Matt was born in Blacksburg, Va., and attended the University of Virginia. He graduated in 1995, went to Northwestern for a journalism degree a year later, and got his first job at a South Carolina daily in 1997. He joined The Bee as a Metro reporter in 1999 and started covering the 49ers in 2003. His favorite player of all time is Darrell Green.

Problem to solve →
Print the portion of the biography of Matt above between "Matt was born" and "is Darrell Green.", inclusive.

Exercise data →
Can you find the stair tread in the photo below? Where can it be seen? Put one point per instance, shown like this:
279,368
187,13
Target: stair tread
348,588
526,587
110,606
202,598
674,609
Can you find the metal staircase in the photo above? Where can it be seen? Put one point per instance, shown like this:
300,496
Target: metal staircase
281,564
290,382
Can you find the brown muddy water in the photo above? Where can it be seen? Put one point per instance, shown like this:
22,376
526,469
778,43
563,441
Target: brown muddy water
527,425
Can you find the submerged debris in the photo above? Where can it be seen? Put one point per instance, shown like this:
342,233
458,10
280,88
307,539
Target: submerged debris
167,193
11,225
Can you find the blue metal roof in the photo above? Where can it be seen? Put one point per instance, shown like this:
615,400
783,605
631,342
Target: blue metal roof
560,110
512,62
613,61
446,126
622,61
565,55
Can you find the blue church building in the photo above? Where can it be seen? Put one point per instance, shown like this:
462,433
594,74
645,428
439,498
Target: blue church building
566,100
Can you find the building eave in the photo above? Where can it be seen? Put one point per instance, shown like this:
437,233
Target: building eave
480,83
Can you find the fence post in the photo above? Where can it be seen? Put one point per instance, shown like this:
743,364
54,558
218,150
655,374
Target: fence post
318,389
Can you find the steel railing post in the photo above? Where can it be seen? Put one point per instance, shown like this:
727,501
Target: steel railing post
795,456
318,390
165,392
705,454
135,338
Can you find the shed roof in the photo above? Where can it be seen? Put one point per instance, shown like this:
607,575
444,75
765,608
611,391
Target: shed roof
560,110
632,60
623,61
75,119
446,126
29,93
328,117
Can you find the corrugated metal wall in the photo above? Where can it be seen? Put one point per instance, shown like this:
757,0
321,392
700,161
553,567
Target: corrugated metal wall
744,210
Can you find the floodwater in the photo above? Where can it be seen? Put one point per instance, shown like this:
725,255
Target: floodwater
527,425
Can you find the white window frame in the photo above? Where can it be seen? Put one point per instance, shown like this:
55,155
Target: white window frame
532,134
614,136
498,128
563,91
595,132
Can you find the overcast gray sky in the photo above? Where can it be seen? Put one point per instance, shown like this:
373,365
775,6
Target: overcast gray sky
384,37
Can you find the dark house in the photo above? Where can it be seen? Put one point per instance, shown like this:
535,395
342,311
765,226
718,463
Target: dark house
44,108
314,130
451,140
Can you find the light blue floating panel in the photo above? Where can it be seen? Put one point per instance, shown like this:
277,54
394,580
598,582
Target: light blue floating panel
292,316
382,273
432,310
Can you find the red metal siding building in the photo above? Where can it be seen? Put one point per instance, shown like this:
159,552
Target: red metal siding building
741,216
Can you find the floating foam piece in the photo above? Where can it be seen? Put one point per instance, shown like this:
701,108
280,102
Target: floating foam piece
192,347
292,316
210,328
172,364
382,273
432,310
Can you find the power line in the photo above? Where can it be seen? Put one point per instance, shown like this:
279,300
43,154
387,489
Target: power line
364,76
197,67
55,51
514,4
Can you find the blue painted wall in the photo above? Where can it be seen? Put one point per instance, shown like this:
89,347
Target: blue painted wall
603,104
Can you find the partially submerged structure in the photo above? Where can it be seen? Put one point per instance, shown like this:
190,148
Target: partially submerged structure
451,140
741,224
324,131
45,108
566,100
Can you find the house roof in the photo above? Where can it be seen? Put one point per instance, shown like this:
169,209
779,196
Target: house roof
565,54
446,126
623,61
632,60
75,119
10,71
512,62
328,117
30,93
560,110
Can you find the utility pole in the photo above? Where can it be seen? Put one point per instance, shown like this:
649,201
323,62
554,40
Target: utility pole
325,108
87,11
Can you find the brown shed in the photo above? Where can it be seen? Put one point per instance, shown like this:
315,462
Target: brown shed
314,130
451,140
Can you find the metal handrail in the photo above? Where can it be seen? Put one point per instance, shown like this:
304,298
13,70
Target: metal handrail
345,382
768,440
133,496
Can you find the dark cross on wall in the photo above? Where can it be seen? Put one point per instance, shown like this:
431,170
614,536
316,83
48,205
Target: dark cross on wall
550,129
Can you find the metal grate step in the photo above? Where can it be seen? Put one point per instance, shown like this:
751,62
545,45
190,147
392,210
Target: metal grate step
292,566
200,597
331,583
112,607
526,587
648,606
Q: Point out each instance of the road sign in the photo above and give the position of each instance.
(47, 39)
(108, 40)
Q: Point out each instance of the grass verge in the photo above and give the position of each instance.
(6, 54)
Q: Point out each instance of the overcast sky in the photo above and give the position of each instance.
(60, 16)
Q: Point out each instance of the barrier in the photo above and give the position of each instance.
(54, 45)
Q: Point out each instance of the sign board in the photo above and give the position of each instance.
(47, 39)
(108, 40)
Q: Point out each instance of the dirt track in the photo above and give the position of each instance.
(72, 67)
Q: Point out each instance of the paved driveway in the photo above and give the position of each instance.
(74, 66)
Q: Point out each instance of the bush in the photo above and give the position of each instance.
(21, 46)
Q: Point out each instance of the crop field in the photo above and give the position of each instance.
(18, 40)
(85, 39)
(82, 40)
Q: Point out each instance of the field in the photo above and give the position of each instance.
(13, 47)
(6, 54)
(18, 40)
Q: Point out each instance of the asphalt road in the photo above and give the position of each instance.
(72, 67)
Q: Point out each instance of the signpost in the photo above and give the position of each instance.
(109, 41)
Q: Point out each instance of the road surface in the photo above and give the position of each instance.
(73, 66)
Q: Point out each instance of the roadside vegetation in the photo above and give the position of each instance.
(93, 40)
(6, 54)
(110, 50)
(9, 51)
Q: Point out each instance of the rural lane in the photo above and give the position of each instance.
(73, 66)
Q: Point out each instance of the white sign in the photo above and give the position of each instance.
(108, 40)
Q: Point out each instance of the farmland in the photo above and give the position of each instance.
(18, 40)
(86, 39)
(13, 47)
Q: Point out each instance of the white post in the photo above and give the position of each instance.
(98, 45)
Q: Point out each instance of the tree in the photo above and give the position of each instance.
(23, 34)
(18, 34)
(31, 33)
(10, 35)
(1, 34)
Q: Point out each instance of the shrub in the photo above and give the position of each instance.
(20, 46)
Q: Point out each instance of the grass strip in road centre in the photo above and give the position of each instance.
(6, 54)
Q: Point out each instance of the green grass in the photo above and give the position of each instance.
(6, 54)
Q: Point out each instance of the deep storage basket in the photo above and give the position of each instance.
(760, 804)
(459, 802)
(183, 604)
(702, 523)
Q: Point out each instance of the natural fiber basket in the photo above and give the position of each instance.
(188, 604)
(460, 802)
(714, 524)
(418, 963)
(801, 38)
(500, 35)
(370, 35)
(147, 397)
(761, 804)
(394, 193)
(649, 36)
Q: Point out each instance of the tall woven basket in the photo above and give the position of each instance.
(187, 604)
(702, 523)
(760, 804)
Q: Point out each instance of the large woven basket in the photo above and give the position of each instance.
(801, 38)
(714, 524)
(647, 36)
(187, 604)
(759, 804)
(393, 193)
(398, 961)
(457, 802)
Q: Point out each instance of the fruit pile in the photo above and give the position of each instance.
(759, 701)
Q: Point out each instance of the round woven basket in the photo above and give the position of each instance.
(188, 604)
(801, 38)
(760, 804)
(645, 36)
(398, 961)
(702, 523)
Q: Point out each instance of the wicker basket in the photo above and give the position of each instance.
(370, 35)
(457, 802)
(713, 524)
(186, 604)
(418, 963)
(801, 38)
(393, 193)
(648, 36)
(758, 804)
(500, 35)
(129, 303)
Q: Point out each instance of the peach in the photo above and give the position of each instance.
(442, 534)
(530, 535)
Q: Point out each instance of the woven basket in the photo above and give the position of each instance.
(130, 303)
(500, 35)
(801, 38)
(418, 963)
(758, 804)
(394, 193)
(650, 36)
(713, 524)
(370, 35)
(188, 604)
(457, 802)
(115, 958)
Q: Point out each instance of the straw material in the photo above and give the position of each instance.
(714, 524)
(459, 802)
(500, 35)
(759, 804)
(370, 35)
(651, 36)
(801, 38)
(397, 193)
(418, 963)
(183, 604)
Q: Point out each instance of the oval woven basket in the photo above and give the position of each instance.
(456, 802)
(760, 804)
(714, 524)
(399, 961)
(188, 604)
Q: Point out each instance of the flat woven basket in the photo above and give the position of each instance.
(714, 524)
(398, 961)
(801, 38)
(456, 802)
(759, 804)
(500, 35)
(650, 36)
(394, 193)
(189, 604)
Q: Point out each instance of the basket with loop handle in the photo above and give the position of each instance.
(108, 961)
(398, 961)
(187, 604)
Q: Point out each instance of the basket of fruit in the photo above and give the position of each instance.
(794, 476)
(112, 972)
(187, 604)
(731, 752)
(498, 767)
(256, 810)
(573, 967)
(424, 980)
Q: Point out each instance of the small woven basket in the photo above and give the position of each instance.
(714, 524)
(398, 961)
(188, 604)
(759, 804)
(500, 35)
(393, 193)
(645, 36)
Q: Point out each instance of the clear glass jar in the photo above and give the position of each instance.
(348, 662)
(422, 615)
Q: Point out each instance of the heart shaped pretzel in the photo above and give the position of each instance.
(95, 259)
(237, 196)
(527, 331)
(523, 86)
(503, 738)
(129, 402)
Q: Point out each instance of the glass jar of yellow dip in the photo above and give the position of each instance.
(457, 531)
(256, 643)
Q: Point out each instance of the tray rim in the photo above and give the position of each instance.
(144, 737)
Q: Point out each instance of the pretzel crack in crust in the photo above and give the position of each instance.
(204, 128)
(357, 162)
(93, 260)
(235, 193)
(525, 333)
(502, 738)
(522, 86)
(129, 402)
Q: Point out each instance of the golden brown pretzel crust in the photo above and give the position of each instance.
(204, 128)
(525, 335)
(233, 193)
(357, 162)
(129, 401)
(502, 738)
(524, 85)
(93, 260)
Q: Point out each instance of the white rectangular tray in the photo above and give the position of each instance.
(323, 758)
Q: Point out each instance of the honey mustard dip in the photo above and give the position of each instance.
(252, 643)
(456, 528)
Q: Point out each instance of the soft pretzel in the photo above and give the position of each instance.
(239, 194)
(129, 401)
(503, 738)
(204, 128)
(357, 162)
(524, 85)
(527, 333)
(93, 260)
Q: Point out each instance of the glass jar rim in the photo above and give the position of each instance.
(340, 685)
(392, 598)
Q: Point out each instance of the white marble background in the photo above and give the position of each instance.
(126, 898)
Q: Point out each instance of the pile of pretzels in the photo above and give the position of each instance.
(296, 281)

Solution to this task →
Matt was born in Blacksburg, Va., and attended the University of Virginia. He graduated in 1995, went to Northwestern for a journalism degree a year later, and got his first job at a South Carolina daily in 1997. He joined The Bee as a Metro reporter in 1999 and started covering the 49ers in 2003. His favorite player of all time is Darrell Green.